==== Input
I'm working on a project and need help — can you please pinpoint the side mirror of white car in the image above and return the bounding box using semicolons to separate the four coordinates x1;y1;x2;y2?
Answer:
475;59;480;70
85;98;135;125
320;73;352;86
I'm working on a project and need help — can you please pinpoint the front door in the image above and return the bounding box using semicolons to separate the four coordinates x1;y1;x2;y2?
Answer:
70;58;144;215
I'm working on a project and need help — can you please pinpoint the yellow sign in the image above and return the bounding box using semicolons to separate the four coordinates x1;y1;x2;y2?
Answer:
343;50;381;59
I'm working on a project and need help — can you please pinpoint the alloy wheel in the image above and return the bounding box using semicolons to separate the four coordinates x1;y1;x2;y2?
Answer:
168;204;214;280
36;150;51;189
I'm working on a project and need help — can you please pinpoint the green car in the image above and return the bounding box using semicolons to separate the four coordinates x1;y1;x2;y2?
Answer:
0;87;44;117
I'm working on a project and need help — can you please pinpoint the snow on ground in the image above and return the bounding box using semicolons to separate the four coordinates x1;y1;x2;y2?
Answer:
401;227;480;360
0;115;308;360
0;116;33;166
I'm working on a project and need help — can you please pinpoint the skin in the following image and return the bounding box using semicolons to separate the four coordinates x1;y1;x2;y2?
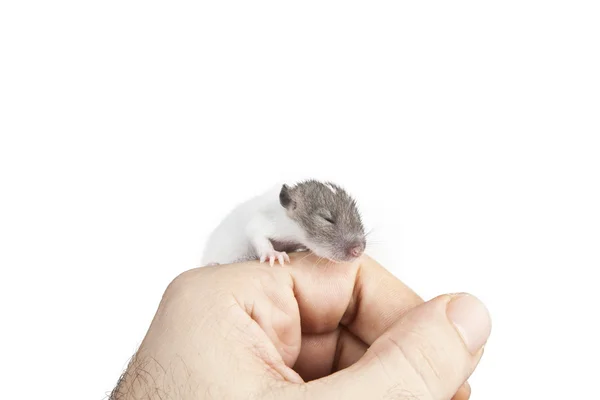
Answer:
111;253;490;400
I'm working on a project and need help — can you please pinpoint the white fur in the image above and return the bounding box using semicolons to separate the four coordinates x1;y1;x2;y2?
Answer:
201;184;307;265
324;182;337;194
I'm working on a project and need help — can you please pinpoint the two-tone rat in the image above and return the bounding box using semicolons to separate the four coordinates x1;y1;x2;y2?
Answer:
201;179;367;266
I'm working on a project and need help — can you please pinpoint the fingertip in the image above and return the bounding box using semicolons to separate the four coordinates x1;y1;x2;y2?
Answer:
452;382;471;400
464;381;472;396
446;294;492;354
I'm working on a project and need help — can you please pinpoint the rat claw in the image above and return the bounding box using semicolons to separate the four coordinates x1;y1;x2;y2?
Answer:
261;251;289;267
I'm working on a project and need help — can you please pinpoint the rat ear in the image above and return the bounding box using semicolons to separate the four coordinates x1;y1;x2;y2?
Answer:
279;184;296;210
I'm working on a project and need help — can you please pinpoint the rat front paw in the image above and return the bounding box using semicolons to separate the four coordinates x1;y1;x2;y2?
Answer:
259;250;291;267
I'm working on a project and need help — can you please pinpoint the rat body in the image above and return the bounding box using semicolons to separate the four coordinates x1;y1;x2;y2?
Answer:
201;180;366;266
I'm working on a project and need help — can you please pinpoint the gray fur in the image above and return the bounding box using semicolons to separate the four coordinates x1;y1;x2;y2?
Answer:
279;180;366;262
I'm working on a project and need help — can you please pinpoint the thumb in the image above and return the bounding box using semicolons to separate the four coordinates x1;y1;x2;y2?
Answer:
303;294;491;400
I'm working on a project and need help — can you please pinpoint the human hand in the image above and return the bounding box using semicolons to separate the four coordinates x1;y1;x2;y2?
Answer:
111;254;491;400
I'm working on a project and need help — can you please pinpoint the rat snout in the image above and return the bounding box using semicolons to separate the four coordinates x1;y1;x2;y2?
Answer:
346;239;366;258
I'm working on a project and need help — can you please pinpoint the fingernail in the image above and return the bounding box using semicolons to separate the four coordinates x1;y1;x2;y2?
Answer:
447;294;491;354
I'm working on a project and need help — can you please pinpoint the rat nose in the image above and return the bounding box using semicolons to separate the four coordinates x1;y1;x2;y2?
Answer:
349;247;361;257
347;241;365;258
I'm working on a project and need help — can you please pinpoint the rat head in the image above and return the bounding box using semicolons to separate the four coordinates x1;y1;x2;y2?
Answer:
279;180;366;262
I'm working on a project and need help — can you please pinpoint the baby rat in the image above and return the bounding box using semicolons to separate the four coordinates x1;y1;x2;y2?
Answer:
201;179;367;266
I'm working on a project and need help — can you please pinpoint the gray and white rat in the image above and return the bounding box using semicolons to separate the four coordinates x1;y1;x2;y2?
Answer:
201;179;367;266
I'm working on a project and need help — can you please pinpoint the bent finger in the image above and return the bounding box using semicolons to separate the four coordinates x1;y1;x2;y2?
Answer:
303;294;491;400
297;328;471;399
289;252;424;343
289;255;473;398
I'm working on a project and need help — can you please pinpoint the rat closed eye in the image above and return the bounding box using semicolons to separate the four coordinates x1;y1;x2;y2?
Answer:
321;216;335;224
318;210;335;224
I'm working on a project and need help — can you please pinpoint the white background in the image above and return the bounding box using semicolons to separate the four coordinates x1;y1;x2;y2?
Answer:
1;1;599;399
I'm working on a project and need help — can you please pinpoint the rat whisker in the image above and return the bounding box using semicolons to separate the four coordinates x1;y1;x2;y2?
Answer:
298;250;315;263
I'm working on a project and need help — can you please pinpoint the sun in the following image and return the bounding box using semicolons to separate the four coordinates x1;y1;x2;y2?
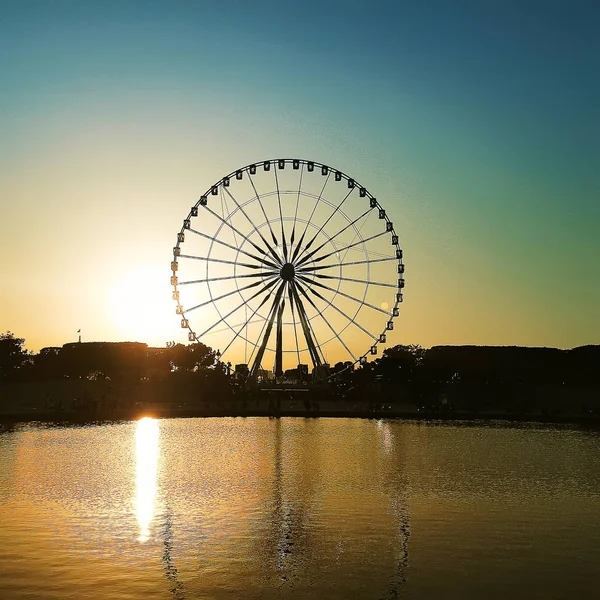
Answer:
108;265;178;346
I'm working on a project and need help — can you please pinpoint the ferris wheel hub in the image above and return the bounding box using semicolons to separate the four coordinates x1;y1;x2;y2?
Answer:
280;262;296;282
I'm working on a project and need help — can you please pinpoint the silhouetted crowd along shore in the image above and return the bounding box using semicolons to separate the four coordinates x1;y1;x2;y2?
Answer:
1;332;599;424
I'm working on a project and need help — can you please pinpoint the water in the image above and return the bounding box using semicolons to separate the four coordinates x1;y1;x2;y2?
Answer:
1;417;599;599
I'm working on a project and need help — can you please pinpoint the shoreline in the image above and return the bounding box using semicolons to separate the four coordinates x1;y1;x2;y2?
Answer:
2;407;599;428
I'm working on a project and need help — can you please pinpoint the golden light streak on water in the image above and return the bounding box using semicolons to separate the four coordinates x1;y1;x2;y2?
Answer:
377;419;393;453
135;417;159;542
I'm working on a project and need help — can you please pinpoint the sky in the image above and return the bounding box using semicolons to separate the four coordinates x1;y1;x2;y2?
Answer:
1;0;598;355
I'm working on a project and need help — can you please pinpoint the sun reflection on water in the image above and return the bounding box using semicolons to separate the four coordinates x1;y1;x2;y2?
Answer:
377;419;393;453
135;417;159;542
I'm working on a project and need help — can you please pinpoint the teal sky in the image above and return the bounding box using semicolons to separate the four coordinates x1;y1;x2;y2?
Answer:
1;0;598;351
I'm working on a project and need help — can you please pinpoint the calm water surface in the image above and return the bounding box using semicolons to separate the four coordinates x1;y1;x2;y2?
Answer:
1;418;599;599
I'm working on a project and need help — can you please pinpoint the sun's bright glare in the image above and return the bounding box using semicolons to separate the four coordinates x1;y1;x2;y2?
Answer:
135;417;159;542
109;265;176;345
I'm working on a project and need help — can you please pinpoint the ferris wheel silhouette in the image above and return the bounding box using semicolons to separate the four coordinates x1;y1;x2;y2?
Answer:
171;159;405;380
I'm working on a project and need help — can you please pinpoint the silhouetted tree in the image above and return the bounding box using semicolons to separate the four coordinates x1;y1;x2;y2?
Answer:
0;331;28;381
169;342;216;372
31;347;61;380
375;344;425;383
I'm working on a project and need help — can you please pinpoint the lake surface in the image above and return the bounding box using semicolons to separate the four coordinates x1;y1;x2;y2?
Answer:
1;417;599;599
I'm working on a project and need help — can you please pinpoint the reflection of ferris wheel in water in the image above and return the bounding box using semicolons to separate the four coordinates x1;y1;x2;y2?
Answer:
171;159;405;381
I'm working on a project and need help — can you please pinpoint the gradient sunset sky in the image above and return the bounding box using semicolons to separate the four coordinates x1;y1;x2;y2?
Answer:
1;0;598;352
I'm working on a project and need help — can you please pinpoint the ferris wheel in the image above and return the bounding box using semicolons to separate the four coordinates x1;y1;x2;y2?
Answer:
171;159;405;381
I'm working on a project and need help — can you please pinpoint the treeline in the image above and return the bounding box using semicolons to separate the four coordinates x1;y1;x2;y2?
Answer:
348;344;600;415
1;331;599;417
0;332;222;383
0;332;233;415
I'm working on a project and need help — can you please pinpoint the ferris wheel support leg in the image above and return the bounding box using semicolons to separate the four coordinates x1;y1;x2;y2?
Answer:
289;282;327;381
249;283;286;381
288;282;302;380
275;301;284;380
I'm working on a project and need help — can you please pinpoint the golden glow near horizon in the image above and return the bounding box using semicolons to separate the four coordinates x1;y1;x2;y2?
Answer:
========
• _Task details_
Look above for the line that contains "pinpoint the human". Starting there, transcribe every line exactly until you have copied the line that contains "the rat nose".

• _Exercise result_
I'm working on a project and need help — can you please pinpoint the human hand in the image above and return the bounding box using semicolons to separate the four coordinates x1;y1;x2;y2?
Answer:
111;254;491;400
I'm working on a project and need help — can you please pinpoint the rat snout in the image above and return the bounding box using semicolons to separate the four coordinates x1;y1;x2;y2?
Answer:
346;239;366;258
I'm working on a project and need help — can you please pinpoint the fingernail in the image above and return the bounding box using semicolons to separate the four coordinates x1;y1;x2;y2?
Answer:
447;294;491;354
I'm working on a project and need help — can you please pinpoint the rat nose in the image above and return the bounding box using semicolons to separate the four coordinates x1;y1;x2;y2?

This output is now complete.